Required work: Could you reproduce every line of the material below word for word, leaving the pictures out of your answer?

Material for this exercise:
'''
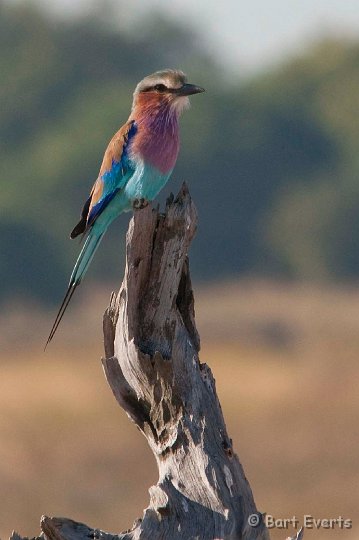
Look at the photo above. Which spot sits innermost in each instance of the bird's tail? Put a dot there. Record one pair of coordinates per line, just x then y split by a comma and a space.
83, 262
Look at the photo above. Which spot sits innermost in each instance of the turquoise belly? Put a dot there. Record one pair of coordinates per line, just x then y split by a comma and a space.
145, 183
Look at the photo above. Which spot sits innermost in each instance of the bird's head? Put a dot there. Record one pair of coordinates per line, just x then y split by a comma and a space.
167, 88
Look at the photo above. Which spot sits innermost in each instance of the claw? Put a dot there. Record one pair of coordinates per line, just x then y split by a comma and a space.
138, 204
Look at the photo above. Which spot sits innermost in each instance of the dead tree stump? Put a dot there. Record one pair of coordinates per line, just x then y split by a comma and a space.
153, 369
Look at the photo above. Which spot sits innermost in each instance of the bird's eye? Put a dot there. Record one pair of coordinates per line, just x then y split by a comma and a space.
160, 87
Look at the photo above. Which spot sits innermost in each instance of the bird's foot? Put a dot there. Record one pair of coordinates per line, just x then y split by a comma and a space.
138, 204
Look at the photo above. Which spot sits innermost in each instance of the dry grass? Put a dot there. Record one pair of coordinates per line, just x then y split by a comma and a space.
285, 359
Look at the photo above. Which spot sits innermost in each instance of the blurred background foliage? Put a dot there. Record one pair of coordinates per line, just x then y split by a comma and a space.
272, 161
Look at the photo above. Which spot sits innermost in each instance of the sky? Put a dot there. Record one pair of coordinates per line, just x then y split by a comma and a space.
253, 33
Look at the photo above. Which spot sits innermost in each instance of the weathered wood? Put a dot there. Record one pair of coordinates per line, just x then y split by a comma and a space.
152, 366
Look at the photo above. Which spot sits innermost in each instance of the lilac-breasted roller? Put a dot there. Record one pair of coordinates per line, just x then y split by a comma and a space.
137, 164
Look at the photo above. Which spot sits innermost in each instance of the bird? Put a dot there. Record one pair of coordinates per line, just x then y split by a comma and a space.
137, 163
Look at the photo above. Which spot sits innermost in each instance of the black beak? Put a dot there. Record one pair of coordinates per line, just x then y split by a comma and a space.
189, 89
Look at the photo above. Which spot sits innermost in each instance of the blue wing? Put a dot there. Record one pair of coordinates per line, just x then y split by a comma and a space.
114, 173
'''
Result:
Look at the photo above. Which spot sits innermost in each instance of the bird's tail? Put a dot there. Record one pair of coordinates per line, just x then y split by a comma and a space.
83, 262
Look at the photo above. Which spot sits innermost in each instance of the turquoise belly? Put a dot there. Record one pair of coordinates per line, just x then y split by a comma and a space.
145, 183
Look at the photo above. Which spot sits innermost in each instance of the bird's head? Put a dot there. Record one pair of coordinates per line, just x then y split by a comma and a space.
167, 88
Look at the photo above. Which spot sits innermost in each instance of the claw? Put a dot there. Record one pair of coordinates per line, just x then y split by a comma and a space.
138, 204
Look at the photo above. Which spot sits innermost in each instance of the dead tree stump? Put a dot there. Record one pair of coordinates per line, just x then y split by a comma and a space.
153, 369
Look at the photo above. Which spot sits innermost in each instance of the bird's eye? Put a dot there. Record one pair of coordinates per line, just x then y split by a comma and a space.
160, 87
Look at the photo above. Which spot sits innermost in each instance of the bird's foot? Put a dot there. Record one pair of coordinates per line, just x then y split by a comma and a space.
138, 204
Look at the photo above. Which spot sits innermost in each instance of the dry grass? Put a dot there. Record one pair of coordinates per line, just x then y split by a comma and a space.
285, 359
Look at the photo above. Which spot sits innermost in each instance of the blurred background foliage? Put a dot there. Record one pair of coordinates per line, just x then y split by a comma and a space.
272, 161
Look at the photo above. Which spot sits innermost in each instance of the sky? Put a dot there. Record one pair of coordinates per line, just x then y split by a comma and a space.
253, 33
Look at the photo above. Which spot sits innermost in each instance of the weathered wood? Put a dot there. Record one pair of coordinates per line, just x then y split by a comma and a space.
152, 366
Look at the photo above. Which spot sits innermost in each instance of the lilac-breasted roller? Put a dot there. Record one pair of coordinates per line, just x then y split by a comma and a space.
137, 164
Look at the photo above. Which spot sits innermost in each instance of the bird? Put a dot there. Record one pair of coordinates per line, just x then y split by a comma and a space.
137, 163
Look at the photo above. Which spot sits innermost in each instance of the black beak? Put a dot there. Record one pair of coordinates per line, just x then y split by a comma and a space.
189, 89
Look at the photo above. Which spot sits innermost in each instance of the blue wing? Put a dot there. Record one pair of coordinates per line, just x then y split by a comma and a space.
114, 173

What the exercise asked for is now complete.